#### Raw data ####
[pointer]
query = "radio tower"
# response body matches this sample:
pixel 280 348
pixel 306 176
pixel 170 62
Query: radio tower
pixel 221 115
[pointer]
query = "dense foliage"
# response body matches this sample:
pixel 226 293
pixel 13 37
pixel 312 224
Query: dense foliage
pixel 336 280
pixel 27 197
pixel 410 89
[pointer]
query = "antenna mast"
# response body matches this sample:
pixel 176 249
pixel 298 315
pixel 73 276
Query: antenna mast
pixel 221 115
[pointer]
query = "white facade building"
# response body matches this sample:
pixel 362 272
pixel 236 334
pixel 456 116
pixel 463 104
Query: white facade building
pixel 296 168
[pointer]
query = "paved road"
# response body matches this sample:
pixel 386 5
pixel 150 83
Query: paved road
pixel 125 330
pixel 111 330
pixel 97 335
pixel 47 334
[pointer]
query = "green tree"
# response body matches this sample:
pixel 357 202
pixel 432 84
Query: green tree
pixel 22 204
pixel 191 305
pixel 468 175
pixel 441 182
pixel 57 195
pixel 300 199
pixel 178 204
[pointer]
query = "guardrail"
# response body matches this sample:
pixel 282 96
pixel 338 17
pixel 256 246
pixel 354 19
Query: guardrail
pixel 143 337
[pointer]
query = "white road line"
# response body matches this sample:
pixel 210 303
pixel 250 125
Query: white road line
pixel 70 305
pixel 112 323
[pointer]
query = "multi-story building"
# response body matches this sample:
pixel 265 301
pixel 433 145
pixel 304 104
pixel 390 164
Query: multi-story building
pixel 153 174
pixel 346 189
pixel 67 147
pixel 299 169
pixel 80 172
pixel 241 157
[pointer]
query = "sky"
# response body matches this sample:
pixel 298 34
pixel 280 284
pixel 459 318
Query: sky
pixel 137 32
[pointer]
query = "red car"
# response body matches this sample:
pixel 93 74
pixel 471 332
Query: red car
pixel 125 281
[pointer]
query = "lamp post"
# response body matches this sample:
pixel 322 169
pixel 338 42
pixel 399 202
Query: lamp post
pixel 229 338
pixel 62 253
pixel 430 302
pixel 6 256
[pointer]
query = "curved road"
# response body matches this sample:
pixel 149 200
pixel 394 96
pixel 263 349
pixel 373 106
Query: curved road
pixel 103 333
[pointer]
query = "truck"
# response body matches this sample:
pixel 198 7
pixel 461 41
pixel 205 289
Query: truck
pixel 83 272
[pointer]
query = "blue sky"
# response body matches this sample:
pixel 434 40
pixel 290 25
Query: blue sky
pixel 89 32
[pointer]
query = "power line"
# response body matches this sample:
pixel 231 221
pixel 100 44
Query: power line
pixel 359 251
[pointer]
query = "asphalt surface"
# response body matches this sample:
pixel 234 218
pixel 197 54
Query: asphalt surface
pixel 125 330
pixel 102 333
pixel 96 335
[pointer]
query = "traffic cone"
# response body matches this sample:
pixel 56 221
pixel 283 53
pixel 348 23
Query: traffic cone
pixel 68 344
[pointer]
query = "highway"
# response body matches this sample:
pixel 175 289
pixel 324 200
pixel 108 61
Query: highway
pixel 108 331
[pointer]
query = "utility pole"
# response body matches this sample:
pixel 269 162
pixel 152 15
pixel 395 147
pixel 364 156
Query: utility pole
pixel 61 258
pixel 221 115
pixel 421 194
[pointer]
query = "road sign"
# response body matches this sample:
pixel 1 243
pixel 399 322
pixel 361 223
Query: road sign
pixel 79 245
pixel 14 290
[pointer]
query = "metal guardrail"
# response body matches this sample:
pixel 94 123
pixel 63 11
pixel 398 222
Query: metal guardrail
####
* What the exercise asks:
The entries above must be returned exactly.

* The result:
[pointer]
query = "radio tower"
# response body matches this sample:
pixel 280 348
pixel 306 176
pixel 170 62
Query: radio tower
pixel 221 115
[pointer]
query = "dense foliage"
# response body matches this sample:
pixel 226 293
pixel 13 37
pixel 312 224
Query: dense foliage
pixel 336 280
pixel 27 197
pixel 410 89
[pointer]
query = "antenna mast"
# response body matches this sample:
pixel 176 249
pixel 298 315
pixel 73 276
Query: antenna mast
pixel 221 115
[pointer]
query = "white facade building"
# response body matches this sample:
pixel 362 272
pixel 236 334
pixel 456 116
pixel 463 104
Query: white facade building
pixel 296 168
[pointer]
query = "paved road"
# response body matches this sample:
pixel 386 5
pixel 150 83
Query: paved road
pixel 125 330
pixel 111 330
pixel 97 335
pixel 47 334
[pointer]
query = "green tree"
# response body matches this sample:
pixel 357 202
pixel 432 84
Query: green tree
pixel 22 204
pixel 191 305
pixel 468 175
pixel 441 182
pixel 57 195
pixel 300 199
pixel 178 204
[pointer]
query = "guardrail"
# response body matches this sample:
pixel 282 96
pixel 338 17
pixel 256 246
pixel 354 19
Query: guardrail
pixel 143 337
[pointer]
query = "white road line"
# response body matches this sample:
pixel 210 303
pixel 250 125
Query: white road line
pixel 70 305
pixel 112 323
[pointer]
query = "multi-story building"
# response body matches this sample:
pixel 265 301
pixel 433 145
pixel 304 104
pixel 390 164
Query: multi-story building
pixel 153 174
pixel 346 189
pixel 67 147
pixel 299 169
pixel 80 172
pixel 241 157
[pointer]
query = "sky"
# response body matches this sample:
pixel 298 34
pixel 280 284
pixel 459 318
Query: sky
pixel 137 32
[pointer]
query = "red car"
# response body matches this sample:
pixel 93 74
pixel 471 332
Query: red car
pixel 125 281
[pointer]
query = "lamp post"
# response body matches this sample:
pixel 322 169
pixel 338 42
pixel 399 202
Query: lamp post
pixel 229 338
pixel 62 253
pixel 430 302
pixel 6 256
[pointer]
query = "curved road"
# response body matches this sample:
pixel 149 200
pixel 394 96
pixel 263 349
pixel 373 106
Query: curved road
pixel 103 333
[pointer]
query = "truck"
# response body matches this sample:
pixel 198 7
pixel 461 41
pixel 205 289
Query: truck
pixel 83 272
[pointer]
query = "blue sky"
# response body matches this sample:
pixel 434 40
pixel 290 25
Query: blue sky
pixel 89 32
[pointer]
query = "power line"
# response body matches this sample:
pixel 231 221
pixel 100 44
Query: power line
pixel 359 251
[pointer]
query = "asphalt surface"
# response body matches this sample:
pixel 234 218
pixel 197 54
Query: asphalt surface
pixel 125 330
pixel 102 333
pixel 96 335
[pointer]
query = "traffic cone"
# response body matches this sample:
pixel 56 221
pixel 283 53
pixel 348 23
Query: traffic cone
pixel 68 344
[pointer]
query = "highway"
# response body matches this sample:
pixel 175 289
pixel 324 200
pixel 108 61
Query: highway
pixel 108 331
[pointer]
query = "utility pole"
# response body matches this sample:
pixel 269 162
pixel 152 15
pixel 395 147
pixel 364 156
Query: utility pole
pixel 61 258
pixel 221 115
pixel 421 194
[pointer]
query = "road sign"
# response body matches this sample:
pixel 1 243
pixel 399 322
pixel 361 223
Query: road sign
pixel 79 245
pixel 14 290
[pointer]
query = "metal guardrail"
# response body matches this sample:
pixel 94 123
pixel 63 11
pixel 398 222
Query: metal guardrail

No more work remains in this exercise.